Instructions for the task –
Report every line in the listing below that contains the word "boot", copying each one in full. Case counts, so match capital and lowercase letters exactly.

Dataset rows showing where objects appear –
■ ■ ■ ■
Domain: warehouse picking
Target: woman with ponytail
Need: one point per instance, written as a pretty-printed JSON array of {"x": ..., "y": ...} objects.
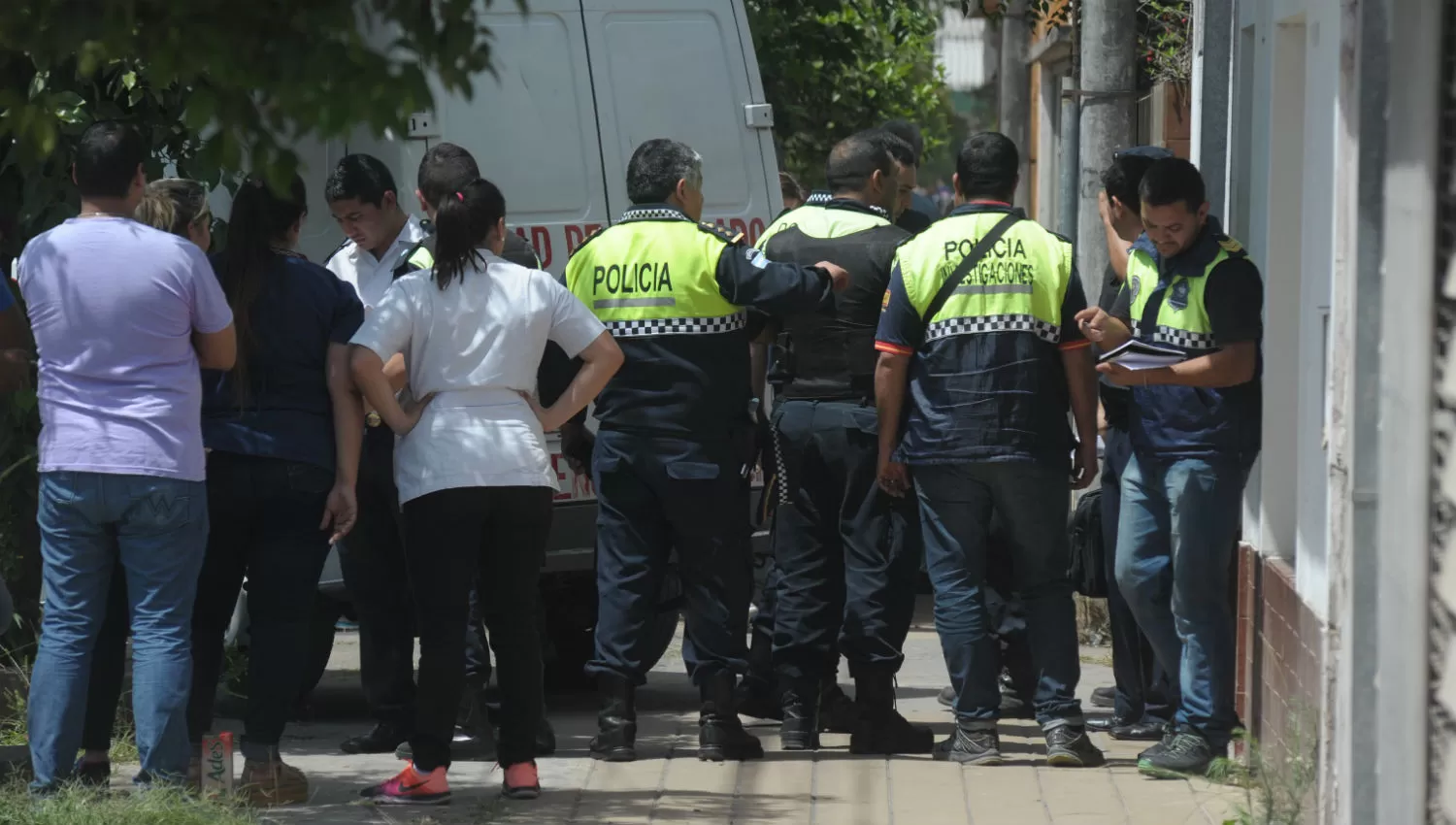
[
  {"x": 474, "y": 472},
  {"x": 282, "y": 431}
]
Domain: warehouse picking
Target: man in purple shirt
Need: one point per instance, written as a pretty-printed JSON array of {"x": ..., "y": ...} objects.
[{"x": 122, "y": 317}]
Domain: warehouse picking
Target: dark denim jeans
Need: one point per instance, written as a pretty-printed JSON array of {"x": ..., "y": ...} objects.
[
  {"x": 1175, "y": 540},
  {"x": 1144, "y": 691},
  {"x": 378, "y": 578},
  {"x": 156, "y": 528},
  {"x": 265, "y": 527},
  {"x": 955, "y": 511}
]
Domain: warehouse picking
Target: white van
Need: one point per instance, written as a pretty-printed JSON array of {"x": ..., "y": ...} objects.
[{"x": 579, "y": 86}]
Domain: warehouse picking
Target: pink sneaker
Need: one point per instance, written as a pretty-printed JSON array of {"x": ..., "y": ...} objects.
[
  {"x": 521, "y": 781},
  {"x": 411, "y": 787}
]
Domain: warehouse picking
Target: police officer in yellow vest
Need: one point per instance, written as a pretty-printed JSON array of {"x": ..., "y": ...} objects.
[
  {"x": 675, "y": 440},
  {"x": 980, "y": 326},
  {"x": 847, "y": 553},
  {"x": 1196, "y": 434}
]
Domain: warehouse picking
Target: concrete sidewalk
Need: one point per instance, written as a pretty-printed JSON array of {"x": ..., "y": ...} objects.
[{"x": 669, "y": 784}]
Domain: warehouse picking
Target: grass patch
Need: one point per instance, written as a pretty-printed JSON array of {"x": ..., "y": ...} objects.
[{"x": 81, "y": 807}]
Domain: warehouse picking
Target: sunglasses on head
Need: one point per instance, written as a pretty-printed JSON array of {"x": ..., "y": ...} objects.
[{"x": 1152, "y": 151}]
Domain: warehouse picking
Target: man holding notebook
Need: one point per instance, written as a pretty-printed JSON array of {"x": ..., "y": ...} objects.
[{"x": 1194, "y": 428}]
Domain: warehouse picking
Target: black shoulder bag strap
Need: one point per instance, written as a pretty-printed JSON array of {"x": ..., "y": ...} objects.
[{"x": 967, "y": 264}]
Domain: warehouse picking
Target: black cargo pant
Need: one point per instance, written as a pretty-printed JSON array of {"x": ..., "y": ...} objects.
[
  {"x": 846, "y": 551},
  {"x": 375, "y": 571},
  {"x": 654, "y": 493}
]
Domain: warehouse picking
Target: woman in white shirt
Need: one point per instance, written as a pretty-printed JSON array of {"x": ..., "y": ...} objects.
[{"x": 474, "y": 472}]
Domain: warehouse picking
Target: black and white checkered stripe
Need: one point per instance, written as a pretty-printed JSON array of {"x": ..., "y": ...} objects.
[
  {"x": 1179, "y": 338},
  {"x": 646, "y": 328},
  {"x": 1044, "y": 331},
  {"x": 660, "y": 214}
]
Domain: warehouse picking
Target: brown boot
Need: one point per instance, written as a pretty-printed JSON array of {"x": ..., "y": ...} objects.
[{"x": 273, "y": 781}]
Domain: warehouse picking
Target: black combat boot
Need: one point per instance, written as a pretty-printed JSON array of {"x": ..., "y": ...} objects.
[
  {"x": 800, "y": 729},
  {"x": 881, "y": 729},
  {"x": 838, "y": 711},
  {"x": 719, "y": 734},
  {"x": 616, "y": 720}
]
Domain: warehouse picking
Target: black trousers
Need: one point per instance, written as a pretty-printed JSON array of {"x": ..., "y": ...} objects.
[
  {"x": 846, "y": 551},
  {"x": 1144, "y": 691},
  {"x": 655, "y": 493},
  {"x": 453, "y": 537},
  {"x": 378, "y": 578},
  {"x": 264, "y": 525}
]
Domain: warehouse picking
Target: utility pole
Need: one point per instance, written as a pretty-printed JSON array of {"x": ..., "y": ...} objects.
[
  {"x": 1013, "y": 78},
  {"x": 1109, "y": 92}
]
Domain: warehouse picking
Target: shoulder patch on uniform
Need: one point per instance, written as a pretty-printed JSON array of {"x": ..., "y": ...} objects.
[
  {"x": 337, "y": 249},
  {"x": 727, "y": 235}
]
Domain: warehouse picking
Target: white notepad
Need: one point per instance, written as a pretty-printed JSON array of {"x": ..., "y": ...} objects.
[{"x": 1138, "y": 355}]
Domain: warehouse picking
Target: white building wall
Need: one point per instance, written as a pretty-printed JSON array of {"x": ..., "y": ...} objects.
[{"x": 1286, "y": 69}]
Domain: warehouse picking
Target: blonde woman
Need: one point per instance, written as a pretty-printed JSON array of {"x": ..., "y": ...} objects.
[{"x": 177, "y": 206}]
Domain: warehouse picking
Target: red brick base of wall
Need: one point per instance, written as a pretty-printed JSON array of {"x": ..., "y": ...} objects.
[{"x": 1280, "y": 644}]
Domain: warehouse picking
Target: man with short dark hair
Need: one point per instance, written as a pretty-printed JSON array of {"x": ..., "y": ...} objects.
[
  {"x": 124, "y": 317},
  {"x": 916, "y": 210},
  {"x": 364, "y": 201},
  {"x": 980, "y": 326},
  {"x": 1194, "y": 428},
  {"x": 844, "y": 548},
  {"x": 1144, "y": 697},
  {"x": 675, "y": 443}
]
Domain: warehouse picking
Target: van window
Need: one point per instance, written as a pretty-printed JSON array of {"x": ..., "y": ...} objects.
[
  {"x": 678, "y": 70},
  {"x": 532, "y": 127}
]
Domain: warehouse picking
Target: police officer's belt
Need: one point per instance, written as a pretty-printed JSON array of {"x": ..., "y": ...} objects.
[{"x": 967, "y": 264}]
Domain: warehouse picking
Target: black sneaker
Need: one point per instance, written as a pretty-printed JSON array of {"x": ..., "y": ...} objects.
[
  {"x": 1162, "y": 745},
  {"x": 969, "y": 748},
  {"x": 1187, "y": 754},
  {"x": 1069, "y": 746}
]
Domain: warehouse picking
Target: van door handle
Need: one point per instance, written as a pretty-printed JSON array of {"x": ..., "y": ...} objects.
[{"x": 759, "y": 116}]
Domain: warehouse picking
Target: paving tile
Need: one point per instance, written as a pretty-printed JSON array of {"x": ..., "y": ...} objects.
[
  {"x": 1005, "y": 793},
  {"x": 1074, "y": 795},
  {"x": 850, "y": 789},
  {"x": 923, "y": 792},
  {"x": 775, "y": 790}
]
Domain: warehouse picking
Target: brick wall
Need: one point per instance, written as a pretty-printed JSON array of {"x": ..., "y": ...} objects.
[{"x": 1280, "y": 644}]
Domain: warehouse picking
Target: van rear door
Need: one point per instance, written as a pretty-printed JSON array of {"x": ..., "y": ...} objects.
[{"x": 681, "y": 69}]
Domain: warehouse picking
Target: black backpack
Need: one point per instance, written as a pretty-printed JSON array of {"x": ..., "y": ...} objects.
[{"x": 1088, "y": 571}]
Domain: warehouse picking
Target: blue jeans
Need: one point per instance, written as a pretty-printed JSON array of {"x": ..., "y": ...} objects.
[
  {"x": 1146, "y": 693},
  {"x": 156, "y": 530},
  {"x": 955, "y": 512},
  {"x": 1175, "y": 542}
]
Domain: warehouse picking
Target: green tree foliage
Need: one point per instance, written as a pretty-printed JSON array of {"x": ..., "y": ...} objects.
[{"x": 833, "y": 67}]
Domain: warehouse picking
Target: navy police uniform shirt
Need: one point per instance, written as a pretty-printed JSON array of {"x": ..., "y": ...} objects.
[
  {"x": 833, "y": 351},
  {"x": 1191, "y": 422},
  {"x": 285, "y": 412},
  {"x": 990, "y": 396}
]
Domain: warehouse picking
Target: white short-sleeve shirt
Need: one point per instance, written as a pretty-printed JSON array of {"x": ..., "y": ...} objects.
[{"x": 475, "y": 346}]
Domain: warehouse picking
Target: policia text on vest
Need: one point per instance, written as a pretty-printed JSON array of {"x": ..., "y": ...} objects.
[{"x": 673, "y": 440}]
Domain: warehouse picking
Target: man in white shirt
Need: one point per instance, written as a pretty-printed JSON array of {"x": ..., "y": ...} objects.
[{"x": 364, "y": 201}]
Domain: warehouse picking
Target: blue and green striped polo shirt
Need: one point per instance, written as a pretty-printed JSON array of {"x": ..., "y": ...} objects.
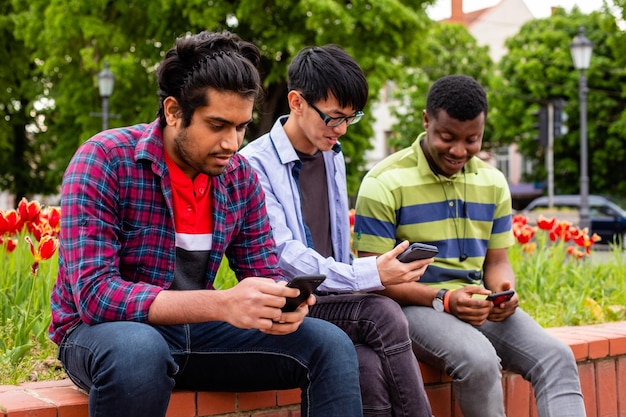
■ ■ ■ ■
Written solution –
Target: brown boot
Target: black combat boot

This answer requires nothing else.